Whoa, mama! That's a ton of BS for a single issue. You can see now why we'd want to transform this data before importing ten million fields into any database. Make note of these important fields:

  • startAt: An integer which tells us which issue number the paginated results start at.
  • maxResults: Denotes the maximum number of results page - maxes out at 100 issues.
  • total: The total number of issues across all pages.
  • issues: A list of objects which contain the information for exactly one JIRA issue per object

Great. So the purpose of fetch.py will essentially consist of creating a list of all 888 issues (in my case), and passing that off for transformation. Check it the source I came up with:

import os
import math
import requests


class FetchJiraIssues:
    """Fetch all public-facing issues from JIRA instance.

    1. Retrieve all values from env vars.

---------------

Short problem A:
Answer these questions using the excerpt on JIRA issue data:
(i) What is the most issues that maxResults can reach on one page?
(ii) How many issues does the writer's fetch.py need to gather into a list?
(iii) What class is defined in the source code shown?
The text and the rows come from separate, unrelated sources.

---------------

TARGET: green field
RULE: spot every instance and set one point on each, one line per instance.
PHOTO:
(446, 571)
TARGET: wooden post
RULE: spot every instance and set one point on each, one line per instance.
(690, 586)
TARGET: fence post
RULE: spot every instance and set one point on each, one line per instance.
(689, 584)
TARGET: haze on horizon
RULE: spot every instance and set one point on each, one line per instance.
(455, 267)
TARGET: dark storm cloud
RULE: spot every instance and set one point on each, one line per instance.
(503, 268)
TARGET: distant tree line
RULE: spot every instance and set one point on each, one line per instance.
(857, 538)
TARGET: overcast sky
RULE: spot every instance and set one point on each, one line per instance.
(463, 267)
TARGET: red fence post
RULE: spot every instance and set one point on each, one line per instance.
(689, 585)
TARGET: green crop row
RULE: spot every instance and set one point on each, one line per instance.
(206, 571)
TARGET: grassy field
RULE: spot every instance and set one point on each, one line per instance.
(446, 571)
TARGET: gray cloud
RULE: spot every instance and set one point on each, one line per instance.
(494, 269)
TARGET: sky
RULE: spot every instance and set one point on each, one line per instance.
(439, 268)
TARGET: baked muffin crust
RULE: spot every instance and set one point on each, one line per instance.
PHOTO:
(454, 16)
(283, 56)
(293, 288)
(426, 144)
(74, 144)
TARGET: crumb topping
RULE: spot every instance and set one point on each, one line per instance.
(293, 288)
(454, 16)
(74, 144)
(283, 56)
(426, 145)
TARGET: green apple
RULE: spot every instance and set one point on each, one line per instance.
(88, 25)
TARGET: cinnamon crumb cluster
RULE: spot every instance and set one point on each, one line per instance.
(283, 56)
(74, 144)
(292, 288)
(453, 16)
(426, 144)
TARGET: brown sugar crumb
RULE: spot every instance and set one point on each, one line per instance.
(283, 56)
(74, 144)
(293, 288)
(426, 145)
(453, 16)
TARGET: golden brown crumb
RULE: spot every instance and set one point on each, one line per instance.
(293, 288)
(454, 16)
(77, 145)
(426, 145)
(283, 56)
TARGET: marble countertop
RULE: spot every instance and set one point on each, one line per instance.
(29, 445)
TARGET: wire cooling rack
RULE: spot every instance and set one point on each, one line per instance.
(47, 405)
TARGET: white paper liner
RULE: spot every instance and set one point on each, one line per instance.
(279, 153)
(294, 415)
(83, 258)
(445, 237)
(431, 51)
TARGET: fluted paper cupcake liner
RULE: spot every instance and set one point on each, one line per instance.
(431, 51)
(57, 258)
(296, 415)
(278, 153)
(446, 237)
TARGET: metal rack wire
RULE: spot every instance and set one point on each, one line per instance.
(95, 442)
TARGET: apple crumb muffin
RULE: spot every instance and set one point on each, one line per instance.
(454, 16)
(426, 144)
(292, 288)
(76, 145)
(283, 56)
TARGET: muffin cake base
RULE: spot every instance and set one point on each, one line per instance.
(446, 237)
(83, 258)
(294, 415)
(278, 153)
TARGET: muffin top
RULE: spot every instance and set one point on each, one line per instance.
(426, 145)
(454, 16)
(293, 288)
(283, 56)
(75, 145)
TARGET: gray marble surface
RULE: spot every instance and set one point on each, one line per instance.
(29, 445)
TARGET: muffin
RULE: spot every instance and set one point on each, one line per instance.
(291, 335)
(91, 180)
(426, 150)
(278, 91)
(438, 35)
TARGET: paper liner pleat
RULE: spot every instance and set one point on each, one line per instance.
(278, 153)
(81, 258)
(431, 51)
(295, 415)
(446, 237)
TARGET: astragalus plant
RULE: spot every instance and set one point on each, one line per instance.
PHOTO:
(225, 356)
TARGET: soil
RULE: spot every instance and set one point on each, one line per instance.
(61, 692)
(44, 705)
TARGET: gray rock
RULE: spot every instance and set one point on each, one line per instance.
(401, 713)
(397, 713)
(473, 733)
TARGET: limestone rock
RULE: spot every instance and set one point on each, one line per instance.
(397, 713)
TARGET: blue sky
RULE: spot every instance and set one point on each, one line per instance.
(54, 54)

---------------

Short problem B:
Please shift the rows from the line with "TARGET: blue sky" through the last line of the rows. Write every line in that span again, and add 65 to each number in the point coordinates.

Full response A:
(i) 100 issues
(ii) 888
(iii) FetchJiraIssues

Full response B:
TARGET: blue sky
RULE: spot every instance and set one point on each, one line per instance.
(119, 119)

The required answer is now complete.